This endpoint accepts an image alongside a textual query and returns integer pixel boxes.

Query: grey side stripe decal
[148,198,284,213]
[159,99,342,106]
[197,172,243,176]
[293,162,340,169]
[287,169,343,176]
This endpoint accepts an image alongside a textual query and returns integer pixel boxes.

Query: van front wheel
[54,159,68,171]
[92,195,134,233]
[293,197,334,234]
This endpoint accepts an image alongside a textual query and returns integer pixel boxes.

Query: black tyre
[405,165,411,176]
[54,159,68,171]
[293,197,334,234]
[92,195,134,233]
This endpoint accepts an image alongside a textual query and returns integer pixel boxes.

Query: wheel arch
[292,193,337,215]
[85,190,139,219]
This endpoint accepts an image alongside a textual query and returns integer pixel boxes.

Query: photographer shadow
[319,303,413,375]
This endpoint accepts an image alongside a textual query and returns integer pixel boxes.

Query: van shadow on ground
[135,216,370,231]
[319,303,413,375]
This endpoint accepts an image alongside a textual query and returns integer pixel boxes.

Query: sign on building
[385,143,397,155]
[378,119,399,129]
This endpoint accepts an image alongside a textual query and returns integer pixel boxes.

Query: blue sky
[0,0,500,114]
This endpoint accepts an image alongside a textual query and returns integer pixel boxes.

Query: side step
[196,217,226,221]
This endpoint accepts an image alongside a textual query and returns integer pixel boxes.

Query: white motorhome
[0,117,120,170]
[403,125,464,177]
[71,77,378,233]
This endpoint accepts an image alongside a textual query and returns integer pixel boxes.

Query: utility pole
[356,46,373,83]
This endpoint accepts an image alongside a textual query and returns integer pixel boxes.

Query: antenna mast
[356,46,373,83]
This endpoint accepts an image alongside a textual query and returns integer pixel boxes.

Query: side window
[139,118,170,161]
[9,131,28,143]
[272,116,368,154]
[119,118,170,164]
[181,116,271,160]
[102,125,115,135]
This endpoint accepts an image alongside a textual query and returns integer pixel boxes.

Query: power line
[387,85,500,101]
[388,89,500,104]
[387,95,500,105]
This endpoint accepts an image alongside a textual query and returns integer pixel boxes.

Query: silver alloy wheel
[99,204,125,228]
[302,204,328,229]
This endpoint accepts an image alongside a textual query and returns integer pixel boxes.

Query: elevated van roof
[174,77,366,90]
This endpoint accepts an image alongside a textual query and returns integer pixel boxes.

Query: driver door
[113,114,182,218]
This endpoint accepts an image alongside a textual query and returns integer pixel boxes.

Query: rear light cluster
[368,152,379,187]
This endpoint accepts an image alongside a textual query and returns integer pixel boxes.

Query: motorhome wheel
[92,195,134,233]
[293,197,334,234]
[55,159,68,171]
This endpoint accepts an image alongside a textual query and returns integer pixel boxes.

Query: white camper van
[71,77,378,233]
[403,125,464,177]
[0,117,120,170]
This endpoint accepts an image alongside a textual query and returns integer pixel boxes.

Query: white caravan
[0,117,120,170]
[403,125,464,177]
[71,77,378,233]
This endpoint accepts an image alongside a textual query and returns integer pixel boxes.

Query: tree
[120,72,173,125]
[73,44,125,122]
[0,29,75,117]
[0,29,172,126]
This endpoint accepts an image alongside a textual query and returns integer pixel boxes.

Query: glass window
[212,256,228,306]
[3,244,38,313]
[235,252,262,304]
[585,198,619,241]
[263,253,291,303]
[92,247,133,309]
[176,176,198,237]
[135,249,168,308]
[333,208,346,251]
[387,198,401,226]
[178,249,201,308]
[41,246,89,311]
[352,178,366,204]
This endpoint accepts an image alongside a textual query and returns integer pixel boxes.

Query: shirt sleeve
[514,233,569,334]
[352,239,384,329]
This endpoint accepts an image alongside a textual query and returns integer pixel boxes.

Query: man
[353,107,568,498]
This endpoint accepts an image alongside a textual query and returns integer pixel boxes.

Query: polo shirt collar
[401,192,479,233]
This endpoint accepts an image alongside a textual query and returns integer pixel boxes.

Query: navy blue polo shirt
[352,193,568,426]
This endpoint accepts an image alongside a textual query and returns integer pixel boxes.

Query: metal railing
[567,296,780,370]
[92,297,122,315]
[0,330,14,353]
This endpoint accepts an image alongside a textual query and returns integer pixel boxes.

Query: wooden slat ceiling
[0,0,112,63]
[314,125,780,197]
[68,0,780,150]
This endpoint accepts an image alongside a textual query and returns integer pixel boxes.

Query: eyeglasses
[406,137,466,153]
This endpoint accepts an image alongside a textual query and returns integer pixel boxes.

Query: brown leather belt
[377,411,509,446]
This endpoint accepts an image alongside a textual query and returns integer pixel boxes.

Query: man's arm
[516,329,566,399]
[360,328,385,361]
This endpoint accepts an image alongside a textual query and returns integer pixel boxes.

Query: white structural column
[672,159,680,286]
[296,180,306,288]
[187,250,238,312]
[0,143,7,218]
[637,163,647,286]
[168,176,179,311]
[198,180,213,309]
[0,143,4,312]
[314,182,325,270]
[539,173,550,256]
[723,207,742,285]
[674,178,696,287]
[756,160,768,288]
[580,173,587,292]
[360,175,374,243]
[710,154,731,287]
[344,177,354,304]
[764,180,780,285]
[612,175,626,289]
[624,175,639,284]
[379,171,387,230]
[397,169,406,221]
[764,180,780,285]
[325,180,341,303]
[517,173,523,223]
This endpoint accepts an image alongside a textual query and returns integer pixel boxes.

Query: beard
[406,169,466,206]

### Directions
Tally the lines of the entries above that contain the string "shirt", and give only that number.

### Written answer
3